### DATASET RECORDS
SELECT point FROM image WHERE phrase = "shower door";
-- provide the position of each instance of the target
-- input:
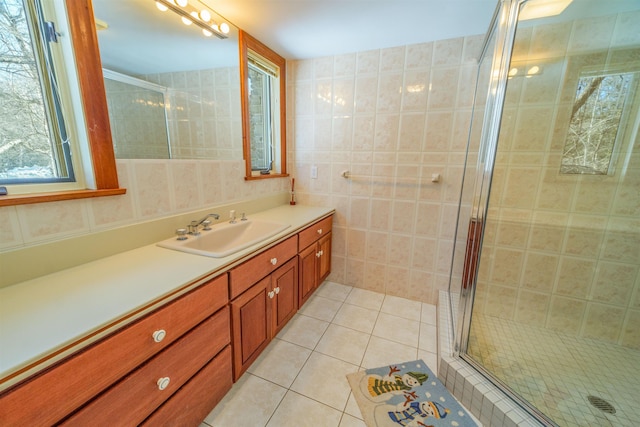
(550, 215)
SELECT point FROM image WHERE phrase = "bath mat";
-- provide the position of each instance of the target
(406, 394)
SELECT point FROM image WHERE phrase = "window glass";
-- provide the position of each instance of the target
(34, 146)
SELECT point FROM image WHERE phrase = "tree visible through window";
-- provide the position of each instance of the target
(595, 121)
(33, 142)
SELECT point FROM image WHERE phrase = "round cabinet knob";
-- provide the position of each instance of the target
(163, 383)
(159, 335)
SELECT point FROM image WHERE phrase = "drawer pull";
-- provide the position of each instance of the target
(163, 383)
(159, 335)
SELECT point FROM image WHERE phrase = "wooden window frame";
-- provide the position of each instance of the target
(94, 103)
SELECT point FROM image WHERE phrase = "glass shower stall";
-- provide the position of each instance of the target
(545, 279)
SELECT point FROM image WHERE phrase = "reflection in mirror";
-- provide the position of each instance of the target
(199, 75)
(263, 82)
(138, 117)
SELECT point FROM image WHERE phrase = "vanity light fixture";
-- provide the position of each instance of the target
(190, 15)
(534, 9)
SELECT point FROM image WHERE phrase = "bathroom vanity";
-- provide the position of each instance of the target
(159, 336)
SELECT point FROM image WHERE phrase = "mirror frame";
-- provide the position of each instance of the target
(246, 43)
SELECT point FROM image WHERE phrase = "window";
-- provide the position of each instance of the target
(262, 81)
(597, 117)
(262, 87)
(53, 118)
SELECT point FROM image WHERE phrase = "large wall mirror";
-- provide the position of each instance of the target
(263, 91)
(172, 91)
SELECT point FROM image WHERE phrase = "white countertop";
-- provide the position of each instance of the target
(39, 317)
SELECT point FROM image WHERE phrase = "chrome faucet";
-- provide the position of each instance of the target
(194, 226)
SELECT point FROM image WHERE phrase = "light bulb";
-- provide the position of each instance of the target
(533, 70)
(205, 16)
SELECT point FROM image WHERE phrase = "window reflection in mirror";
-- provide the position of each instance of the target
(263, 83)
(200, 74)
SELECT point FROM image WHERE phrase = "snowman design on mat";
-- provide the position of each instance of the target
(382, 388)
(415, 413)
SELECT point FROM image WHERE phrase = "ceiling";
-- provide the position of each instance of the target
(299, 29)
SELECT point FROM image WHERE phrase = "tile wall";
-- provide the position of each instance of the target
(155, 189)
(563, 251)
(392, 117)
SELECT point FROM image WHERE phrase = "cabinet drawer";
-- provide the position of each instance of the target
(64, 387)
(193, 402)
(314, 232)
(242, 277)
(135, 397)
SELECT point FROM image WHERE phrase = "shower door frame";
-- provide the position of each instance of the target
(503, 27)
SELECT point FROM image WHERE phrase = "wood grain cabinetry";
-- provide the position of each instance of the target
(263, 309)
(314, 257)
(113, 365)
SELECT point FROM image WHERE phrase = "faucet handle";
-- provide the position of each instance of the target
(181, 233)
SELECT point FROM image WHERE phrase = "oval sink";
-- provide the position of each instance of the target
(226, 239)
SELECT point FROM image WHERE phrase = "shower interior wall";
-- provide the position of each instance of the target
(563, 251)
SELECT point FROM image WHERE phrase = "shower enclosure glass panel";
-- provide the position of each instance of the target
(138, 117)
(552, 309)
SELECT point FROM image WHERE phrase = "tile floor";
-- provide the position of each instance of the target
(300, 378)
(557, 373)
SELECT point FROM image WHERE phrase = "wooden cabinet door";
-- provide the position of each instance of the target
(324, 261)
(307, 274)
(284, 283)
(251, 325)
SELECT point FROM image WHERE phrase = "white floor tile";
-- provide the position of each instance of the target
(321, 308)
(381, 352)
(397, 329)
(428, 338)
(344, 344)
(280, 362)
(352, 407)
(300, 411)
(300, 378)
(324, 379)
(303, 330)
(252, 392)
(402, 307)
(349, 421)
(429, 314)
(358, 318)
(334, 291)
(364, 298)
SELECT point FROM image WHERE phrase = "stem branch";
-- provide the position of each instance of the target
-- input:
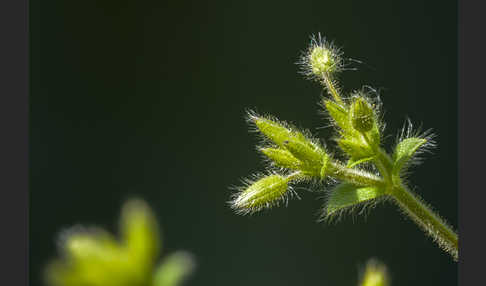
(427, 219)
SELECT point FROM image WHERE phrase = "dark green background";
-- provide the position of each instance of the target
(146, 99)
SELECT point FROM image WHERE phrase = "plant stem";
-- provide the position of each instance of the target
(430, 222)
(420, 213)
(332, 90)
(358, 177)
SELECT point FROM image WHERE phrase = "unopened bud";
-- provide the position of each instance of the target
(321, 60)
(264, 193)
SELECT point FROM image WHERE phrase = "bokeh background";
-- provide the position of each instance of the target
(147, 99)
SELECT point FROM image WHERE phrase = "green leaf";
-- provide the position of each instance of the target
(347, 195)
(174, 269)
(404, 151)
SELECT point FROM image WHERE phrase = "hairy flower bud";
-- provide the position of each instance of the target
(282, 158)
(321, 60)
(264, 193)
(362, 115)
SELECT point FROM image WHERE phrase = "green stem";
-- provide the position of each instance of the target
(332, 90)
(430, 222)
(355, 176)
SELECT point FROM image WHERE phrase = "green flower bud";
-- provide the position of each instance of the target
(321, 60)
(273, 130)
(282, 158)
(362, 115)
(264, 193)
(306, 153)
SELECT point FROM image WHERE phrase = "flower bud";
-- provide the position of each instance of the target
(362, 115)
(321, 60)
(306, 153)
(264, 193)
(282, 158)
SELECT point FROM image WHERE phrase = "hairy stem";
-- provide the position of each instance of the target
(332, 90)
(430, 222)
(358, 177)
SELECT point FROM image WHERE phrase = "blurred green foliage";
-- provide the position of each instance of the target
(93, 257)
* * *
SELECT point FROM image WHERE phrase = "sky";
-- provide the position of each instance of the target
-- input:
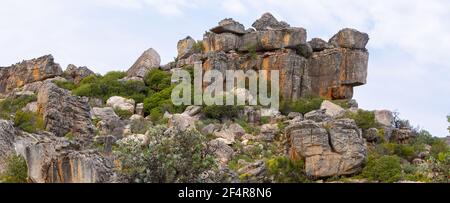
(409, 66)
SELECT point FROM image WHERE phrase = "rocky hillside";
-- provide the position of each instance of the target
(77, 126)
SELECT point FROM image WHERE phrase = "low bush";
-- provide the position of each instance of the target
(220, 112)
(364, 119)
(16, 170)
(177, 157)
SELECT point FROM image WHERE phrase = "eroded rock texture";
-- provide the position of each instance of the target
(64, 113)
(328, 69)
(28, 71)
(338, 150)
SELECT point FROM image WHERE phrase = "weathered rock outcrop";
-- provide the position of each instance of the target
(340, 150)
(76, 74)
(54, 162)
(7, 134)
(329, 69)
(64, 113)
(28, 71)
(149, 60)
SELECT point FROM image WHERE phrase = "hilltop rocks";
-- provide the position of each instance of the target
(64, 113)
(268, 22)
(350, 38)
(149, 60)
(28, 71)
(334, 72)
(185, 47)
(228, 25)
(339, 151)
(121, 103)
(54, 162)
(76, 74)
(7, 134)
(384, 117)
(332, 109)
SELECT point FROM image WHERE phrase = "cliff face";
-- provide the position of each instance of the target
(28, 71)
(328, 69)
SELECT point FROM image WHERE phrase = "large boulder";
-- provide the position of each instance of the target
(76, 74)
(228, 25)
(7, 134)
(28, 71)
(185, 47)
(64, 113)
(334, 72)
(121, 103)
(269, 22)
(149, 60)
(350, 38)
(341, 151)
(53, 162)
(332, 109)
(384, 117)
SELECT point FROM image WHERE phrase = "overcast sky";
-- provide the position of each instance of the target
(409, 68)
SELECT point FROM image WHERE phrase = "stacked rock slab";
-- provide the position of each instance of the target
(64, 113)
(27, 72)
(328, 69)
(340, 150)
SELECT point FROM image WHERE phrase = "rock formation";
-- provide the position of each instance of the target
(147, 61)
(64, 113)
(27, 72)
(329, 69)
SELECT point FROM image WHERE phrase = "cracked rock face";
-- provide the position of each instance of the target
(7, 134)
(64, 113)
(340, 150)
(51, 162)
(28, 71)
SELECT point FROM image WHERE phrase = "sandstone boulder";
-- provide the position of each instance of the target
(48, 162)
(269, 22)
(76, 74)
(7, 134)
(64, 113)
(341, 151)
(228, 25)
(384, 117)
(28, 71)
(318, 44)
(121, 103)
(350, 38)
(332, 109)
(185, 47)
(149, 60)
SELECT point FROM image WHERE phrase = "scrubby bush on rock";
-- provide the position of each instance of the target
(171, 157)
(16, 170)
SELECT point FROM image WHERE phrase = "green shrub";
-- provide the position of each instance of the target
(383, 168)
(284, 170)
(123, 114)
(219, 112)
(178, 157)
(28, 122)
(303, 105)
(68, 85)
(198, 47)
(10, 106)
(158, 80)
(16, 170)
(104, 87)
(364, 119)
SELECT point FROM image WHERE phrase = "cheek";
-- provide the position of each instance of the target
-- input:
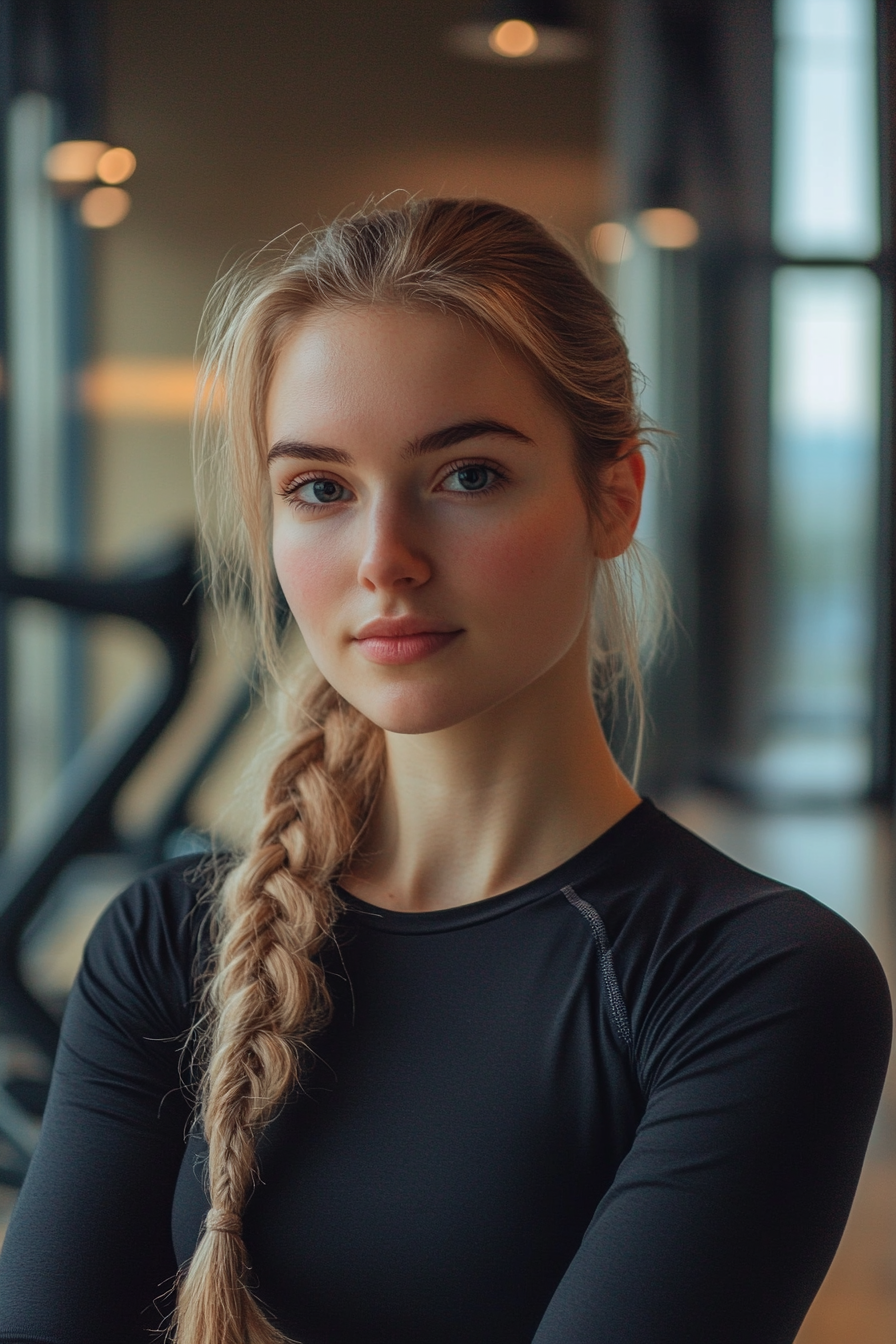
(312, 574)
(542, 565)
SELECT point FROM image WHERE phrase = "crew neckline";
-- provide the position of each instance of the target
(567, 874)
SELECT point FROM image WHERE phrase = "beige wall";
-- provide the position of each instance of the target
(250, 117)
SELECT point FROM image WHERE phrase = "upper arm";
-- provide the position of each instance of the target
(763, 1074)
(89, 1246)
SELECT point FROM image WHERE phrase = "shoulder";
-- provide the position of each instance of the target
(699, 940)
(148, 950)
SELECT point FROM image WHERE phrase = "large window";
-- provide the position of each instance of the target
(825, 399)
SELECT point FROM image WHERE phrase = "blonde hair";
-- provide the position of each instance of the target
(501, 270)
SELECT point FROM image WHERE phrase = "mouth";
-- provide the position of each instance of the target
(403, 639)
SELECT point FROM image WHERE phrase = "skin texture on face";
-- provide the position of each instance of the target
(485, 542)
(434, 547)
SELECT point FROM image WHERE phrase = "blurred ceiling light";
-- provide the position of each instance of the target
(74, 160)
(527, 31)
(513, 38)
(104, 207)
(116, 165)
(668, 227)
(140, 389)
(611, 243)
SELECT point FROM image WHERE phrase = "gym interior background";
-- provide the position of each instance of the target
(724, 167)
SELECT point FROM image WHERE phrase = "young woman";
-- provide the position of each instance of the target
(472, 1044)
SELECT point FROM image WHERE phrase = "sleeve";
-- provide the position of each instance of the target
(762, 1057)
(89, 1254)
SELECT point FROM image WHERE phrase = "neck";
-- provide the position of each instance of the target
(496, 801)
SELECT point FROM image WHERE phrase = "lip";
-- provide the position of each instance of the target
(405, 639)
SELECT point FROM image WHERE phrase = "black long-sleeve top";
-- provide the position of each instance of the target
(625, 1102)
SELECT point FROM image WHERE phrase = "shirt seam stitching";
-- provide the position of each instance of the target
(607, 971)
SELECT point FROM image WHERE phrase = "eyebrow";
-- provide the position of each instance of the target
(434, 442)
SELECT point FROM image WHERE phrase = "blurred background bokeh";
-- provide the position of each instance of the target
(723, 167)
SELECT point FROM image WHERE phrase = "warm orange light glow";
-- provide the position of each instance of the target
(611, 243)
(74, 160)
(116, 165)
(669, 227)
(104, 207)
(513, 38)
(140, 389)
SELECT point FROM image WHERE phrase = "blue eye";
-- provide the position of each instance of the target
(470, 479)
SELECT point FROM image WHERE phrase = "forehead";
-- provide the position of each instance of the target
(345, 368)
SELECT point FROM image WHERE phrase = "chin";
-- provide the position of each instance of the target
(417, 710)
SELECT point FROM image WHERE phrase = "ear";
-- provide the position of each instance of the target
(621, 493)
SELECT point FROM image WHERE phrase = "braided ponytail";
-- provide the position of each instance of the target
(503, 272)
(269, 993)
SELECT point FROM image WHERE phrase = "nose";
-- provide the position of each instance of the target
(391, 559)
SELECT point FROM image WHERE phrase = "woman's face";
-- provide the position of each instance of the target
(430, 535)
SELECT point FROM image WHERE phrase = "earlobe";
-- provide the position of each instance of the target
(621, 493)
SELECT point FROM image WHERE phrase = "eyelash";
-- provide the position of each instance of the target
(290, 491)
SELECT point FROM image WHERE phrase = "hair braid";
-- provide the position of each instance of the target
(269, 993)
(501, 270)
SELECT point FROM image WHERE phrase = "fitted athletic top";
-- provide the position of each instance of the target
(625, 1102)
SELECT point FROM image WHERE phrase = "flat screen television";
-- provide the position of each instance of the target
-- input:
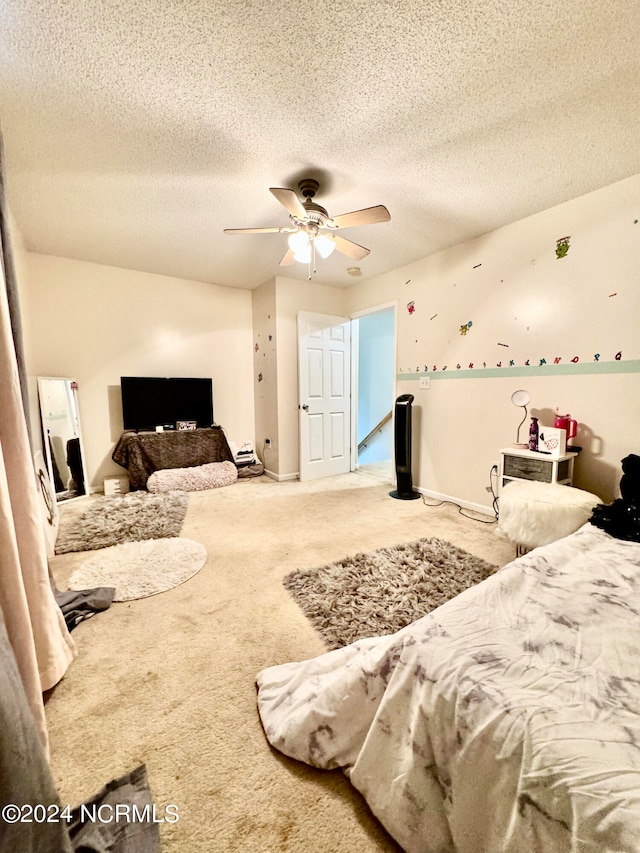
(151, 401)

### EXERCISE PROMPT
Please pick out every line in the records above that contains the string "vanity", matching its case exactly, and copy each of those lines.

### PROBLEM SOLUTION
SELECT point FROM image WHERE phrase = "vanity light fixture";
SELECT point FROM image WHERE phrase = "bathroom vanity";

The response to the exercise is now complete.